_Work to be completed_: Keep only the lines of the data below that contain "housing", and copy them.

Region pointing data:
────────

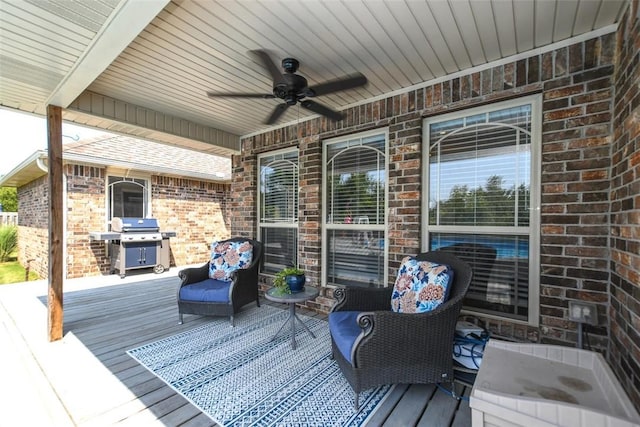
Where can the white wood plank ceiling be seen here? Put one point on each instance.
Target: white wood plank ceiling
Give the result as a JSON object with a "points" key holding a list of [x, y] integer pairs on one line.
{"points": [[161, 56]]}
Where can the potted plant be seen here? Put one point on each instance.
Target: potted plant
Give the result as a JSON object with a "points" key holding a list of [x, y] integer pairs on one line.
{"points": [[289, 280]]}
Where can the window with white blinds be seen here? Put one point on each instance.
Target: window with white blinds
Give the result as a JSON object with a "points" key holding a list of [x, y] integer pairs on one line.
{"points": [[355, 183], [278, 209], [482, 195]]}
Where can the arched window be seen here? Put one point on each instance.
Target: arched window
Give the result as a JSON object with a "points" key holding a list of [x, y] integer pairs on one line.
{"points": [[127, 197], [482, 198], [278, 209], [355, 200]]}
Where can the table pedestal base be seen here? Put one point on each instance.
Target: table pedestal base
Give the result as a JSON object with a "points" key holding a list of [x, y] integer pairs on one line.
{"points": [[291, 320]]}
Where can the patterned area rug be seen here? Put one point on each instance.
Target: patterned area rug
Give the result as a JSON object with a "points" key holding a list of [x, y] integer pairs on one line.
{"points": [[241, 377]]}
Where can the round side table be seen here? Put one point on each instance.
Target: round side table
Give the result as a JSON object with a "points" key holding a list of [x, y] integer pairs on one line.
{"points": [[307, 294]]}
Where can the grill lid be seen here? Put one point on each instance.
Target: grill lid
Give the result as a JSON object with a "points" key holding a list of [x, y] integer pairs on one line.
{"points": [[126, 225]]}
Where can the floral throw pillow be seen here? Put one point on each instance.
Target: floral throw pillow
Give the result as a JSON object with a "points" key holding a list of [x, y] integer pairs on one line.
{"points": [[227, 257], [420, 286]]}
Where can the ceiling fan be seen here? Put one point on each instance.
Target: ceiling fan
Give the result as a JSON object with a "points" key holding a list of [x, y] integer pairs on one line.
{"points": [[293, 88]]}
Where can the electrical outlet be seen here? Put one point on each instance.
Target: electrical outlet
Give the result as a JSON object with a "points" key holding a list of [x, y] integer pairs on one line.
{"points": [[583, 312]]}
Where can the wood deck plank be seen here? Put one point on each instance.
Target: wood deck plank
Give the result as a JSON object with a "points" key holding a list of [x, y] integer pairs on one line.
{"points": [[104, 318], [408, 411]]}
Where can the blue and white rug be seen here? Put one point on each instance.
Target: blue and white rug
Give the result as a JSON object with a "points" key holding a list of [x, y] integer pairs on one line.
{"points": [[240, 377]]}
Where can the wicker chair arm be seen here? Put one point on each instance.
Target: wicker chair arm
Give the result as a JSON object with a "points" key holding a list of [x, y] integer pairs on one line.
{"points": [[415, 337], [194, 274], [362, 299]]}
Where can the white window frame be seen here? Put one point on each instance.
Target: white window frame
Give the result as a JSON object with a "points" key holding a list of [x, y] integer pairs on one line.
{"points": [[114, 173], [532, 231], [294, 223], [326, 225]]}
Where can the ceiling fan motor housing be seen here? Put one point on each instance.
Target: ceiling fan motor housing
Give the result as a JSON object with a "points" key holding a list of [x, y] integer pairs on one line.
{"points": [[290, 65], [290, 88]]}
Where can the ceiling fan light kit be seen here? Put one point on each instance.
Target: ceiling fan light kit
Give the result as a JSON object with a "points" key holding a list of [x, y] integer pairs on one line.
{"points": [[293, 88]]}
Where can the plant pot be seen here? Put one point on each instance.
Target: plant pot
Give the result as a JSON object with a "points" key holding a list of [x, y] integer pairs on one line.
{"points": [[295, 282]]}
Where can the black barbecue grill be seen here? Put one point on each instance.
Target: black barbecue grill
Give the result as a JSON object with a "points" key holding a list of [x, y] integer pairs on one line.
{"points": [[136, 243]]}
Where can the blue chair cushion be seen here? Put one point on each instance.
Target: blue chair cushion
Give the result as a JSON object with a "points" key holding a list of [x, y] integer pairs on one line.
{"points": [[209, 290], [344, 329]]}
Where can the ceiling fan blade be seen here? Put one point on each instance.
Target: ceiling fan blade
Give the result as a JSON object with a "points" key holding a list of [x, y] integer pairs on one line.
{"points": [[321, 109], [348, 82], [267, 62], [240, 95], [276, 113]]}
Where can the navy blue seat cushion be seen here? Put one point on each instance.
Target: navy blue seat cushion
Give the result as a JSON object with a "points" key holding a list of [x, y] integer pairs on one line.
{"points": [[344, 329], [209, 290]]}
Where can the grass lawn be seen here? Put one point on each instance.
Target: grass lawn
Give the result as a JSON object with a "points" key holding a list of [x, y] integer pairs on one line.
{"points": [[13, 272]]}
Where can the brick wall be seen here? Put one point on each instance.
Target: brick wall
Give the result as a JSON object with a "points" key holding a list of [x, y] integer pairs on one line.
{"points": [[85, 210], [624, 309], [196, 210], [576, 87], [33, 228]]}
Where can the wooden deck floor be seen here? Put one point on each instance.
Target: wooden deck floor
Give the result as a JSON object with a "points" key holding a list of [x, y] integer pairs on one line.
{"points": [[87, 379]]}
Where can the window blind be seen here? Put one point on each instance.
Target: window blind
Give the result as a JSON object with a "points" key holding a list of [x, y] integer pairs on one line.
{"points": [[278, 209], [355, 179]]}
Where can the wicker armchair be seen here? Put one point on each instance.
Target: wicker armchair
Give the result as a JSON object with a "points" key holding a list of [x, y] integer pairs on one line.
{"points": [[199, 294], [400, 348]]}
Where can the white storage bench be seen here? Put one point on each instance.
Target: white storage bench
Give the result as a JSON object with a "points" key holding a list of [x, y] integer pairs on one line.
{"points": [[547, 385]]}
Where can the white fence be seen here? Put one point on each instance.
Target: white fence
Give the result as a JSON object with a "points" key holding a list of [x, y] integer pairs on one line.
{"points": [[8, 218]]}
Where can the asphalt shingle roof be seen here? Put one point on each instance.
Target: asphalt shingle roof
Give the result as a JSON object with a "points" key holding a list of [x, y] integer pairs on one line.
{"points": [[109, 150]]}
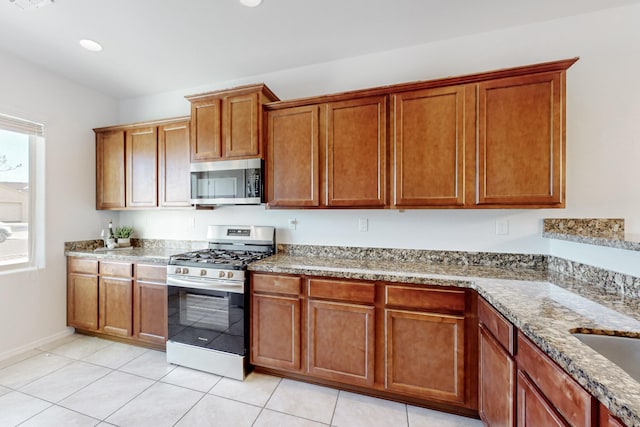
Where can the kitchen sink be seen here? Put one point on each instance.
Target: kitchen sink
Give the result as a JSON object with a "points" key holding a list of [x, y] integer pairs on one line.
{"points": [[623, 351]]}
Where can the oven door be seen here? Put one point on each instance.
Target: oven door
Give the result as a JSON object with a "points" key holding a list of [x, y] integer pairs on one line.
{"points": [[208, 318]]}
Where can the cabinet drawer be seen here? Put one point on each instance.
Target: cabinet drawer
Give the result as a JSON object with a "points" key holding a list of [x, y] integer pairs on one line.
{"points": [[500, 328], [573, 402], [342, 290], [116, 269], [151, 273], [81, 265], [426, 299], [276, 284]]}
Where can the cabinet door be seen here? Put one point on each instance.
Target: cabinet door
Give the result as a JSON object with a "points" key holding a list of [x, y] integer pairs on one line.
{"points": [[521, 140], [569, 399], [116, 306], [240, 130], [142, 167], [496, 383], [607, 419], [275, 332], [293, 177], [110, 186], [424, 354], [206, 136], [357, 153], [150, 304], [431, 128], [533, 409], [341, 346], [173, 152], [150, 312], [82, 301]]}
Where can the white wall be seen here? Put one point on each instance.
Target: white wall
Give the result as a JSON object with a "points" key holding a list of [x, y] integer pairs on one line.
{"points": [[603, 149], [33, 303]]}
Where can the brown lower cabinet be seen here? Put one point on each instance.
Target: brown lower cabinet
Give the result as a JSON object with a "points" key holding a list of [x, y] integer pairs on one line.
{"points": [[150, 303], [275, 321], [82, 293], [411, 343], [119, 299], [520, 385], [497, 368]]}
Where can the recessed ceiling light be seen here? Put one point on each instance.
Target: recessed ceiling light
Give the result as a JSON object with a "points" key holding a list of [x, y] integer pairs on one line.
{"points": [[91, 45], [251, 3]]}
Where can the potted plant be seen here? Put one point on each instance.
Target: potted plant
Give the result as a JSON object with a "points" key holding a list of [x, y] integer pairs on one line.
{"points": [[123, 233]]}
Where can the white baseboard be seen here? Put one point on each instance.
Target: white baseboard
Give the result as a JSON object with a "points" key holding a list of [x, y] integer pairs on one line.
{"points": [[36, 344]]}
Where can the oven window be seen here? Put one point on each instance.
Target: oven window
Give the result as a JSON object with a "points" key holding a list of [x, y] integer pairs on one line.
{"points": [[209, 319]]}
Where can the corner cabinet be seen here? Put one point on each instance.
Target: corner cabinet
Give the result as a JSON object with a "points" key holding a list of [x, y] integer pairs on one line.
{"points": [[520, 385], [497, 368], [228, 124], [331, 155], [143, 165]]}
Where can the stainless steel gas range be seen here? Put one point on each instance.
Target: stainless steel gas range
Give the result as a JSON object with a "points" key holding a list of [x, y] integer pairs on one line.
{"points": [[208, 300]]}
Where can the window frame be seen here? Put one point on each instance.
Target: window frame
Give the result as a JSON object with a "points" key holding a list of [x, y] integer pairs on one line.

────────

_Exercise result_:
Where can the ceiling fan motor housing be seen here? Put one point on each instance.
Target: ceiling fan motor housing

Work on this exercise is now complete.